**WHAT YOU NEED TO DO:**
1. Rewrite the paragraph of the court opinion below that begins "After defendants filed an answer" as a short list of steps, keeping its main facts.
2. In the court opinion below, what range of amounts did the petition seek from the individual defendants?
3. Summarize the court opinion below in two sentences.

**SUPPLIED TEXT:**
Opinion
No. 18091.
July 21, 1993.
APPEAL FROM THE CIRCUIT COURT, WEBSTER COUNTY, DANIEL M. KNUST, J.
Steven E. Marsh, Hulston, Jones, Gammon Marsh, Springfield, for defendants-appellants.
Maureen McCarthy Franz, Franz Franz, P.C., St. Louis, for plaintiffs-respondents.
This action was instituted in the Circuit Court of Webster County. Plaintiffs are a labor union and union officials, including the president of Local 841 which is affiliated with the union. The 24 defendants are allegedly members of Local 841 and the union. The petition sought judgment against the respective defendants in amounts varying from $32 to $80, representing unpaid membership dues allegedly owed by the defendants.
After defendants filed an answer, plaintiffs filed a motion for summary judgment. Defendants filed a "Cross-Motion" for summary judgment. The trial court sustained plaintiffs' motion for summary judgment, denied defendants' cross-motion, and entered judgment in favor of plaintiffs against the defendants in amounts totaling $1,696, together with prejudgment interest. Defendants appeal.
A motion for summary judgment "shall state with particularity the grounds therefor." Rule 74.04(c). Defendants contend that the trial court erred in sustaining plaintiffs' motion for summary judgment because the ground on which it was based was, for reasons to be stated, insufficient. This court agrees.
All references to rules are to Missouri Rules of Court, V.A.M.R.

**LISTED ENTRIES:**
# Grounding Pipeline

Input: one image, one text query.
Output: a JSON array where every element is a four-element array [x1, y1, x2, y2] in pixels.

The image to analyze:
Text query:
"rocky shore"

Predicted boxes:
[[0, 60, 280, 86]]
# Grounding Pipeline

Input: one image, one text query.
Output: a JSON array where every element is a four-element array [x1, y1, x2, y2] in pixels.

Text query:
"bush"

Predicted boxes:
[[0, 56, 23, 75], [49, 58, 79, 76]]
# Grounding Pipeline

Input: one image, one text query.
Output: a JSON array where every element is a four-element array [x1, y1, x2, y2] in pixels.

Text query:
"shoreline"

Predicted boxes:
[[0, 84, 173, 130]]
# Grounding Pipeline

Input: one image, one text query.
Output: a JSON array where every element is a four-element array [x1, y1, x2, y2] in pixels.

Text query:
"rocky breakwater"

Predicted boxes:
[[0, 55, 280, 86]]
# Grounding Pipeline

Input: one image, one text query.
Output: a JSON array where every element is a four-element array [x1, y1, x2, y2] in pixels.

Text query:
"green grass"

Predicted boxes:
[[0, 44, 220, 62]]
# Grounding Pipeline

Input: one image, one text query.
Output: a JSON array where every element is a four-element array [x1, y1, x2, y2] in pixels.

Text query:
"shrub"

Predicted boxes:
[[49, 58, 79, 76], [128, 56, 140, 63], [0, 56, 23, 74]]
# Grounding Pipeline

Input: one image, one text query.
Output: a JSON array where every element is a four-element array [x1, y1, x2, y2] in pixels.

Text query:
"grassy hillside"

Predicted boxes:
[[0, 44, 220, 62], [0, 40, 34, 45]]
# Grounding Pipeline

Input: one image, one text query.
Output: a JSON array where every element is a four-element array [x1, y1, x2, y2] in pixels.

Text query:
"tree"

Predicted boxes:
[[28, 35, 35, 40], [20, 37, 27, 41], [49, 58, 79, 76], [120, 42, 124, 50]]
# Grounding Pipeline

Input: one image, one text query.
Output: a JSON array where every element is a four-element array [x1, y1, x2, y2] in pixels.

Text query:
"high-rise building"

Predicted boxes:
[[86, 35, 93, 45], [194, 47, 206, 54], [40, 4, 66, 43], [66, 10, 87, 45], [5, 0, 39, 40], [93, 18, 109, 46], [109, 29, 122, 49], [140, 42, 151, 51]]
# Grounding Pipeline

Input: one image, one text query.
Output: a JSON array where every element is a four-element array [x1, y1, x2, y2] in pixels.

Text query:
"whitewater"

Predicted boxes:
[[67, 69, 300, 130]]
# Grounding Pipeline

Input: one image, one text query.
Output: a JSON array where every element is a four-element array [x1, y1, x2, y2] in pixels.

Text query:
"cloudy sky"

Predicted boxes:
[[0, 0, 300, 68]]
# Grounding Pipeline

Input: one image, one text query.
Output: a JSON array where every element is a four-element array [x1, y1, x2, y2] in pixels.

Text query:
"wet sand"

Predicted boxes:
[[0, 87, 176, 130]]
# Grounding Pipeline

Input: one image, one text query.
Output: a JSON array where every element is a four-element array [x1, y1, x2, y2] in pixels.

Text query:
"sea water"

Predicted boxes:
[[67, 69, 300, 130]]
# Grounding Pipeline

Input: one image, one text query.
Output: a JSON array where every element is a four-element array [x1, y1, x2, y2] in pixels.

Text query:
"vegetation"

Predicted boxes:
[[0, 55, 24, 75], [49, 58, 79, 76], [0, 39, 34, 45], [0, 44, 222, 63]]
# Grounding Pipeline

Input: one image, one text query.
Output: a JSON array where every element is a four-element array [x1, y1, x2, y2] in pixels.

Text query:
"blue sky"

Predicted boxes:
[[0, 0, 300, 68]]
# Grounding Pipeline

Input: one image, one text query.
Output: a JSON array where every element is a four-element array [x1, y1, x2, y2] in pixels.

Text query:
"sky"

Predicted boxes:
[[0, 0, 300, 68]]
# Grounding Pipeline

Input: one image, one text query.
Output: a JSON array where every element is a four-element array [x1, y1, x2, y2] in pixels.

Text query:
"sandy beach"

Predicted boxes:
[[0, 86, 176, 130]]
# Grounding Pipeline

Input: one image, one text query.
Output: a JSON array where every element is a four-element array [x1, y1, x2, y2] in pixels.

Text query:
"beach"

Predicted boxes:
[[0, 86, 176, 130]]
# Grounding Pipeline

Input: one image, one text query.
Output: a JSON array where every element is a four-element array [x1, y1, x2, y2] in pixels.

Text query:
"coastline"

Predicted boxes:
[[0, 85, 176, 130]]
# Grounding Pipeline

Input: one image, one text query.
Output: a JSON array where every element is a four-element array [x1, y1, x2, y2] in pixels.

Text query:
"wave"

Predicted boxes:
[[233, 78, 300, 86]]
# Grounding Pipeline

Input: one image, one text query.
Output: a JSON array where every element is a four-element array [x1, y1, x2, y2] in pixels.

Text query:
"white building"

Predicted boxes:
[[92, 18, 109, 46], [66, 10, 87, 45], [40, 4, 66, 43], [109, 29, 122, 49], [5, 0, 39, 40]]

**ANSWERS TO EACH TASK:**
1.
- Defendants filed an answer.
- Plaintiffs moved for summary judgment, and defendants filed a cross-motion for summary judgment.
- The trial court granted plaintiffs' motion and denied defendants' cross-motion.
- It entered judgment for plaintiffs against the defendants totaling $1,696, plus prejudgment interest.
- Defendants appealed.

2. From $32 to $80 each, for unpaid membership dues.

3. A labor union and union officials, including the president of its affiliated Local 841, sued 24 alleged members in the Circuit Court of Webster County for unpaid membership dues of $32 to $80 each. The trial court granted plaintiffs summary judgment totaling $1,696 plus prejudgment interest, and on appeal the court agrees with defendants that the ground for the motion was insufficient.